# Supplied entries
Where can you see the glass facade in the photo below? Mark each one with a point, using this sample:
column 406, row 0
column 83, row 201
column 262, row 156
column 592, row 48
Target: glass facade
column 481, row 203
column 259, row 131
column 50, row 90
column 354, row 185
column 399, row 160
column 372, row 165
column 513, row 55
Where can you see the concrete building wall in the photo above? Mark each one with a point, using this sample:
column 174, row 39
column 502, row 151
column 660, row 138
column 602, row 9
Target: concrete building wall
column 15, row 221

==

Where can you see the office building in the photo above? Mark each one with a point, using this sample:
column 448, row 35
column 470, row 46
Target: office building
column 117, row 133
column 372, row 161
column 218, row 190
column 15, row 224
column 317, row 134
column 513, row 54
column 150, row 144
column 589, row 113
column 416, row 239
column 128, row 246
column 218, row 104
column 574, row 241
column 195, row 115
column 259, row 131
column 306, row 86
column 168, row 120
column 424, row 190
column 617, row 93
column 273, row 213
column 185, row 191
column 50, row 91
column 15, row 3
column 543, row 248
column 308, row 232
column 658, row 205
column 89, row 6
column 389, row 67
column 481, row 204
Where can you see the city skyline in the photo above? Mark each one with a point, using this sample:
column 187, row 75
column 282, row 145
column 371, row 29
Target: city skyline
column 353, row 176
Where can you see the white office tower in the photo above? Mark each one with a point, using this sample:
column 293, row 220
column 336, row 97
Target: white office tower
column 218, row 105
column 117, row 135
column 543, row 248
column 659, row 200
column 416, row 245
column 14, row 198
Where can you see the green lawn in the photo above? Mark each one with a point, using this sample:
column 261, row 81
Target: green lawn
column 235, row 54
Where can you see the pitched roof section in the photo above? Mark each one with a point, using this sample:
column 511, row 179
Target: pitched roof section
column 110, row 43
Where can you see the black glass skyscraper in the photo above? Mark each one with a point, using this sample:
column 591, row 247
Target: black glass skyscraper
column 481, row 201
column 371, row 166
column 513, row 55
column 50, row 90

...

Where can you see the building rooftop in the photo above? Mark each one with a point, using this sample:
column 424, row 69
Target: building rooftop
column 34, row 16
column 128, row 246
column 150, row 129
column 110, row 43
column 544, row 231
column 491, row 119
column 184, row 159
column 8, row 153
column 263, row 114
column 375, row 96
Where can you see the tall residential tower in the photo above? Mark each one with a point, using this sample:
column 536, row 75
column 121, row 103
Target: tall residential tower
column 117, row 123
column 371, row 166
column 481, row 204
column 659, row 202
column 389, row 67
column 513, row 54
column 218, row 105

# Activity
Search the listing above for "point" and copy every line that holds it.

# Expected output
Where can you see the glass facade in the photo below? Mark each one with a point, using this sample:
Where can you see the concrete building wall in the photo above? Mark each one with a point, using this sample:
Where can you see the office building in the photo above? Mark each one with a point, using this sample:
Where can you see the city skyline in the photo above? Mark each one with a point, using this sample:
Where can you see the white office tower in the photo above? Mark each one with a point, using this sample:
Where can you see the green lawn in the photo above? Mark each one with a point, using this sample:
Where can you see the pitched roof section in the photo above? Mark each one with a point, using this sample:
Where can you see the black glass skyscraper in the photo above? Mark each one with a point, using this sample:
Where can you see the building rooftop in the photo above? Mark each one with a point, using this sample:
Where can you see the tall residential tower in the photo above? Mark each one with a point, using this sample:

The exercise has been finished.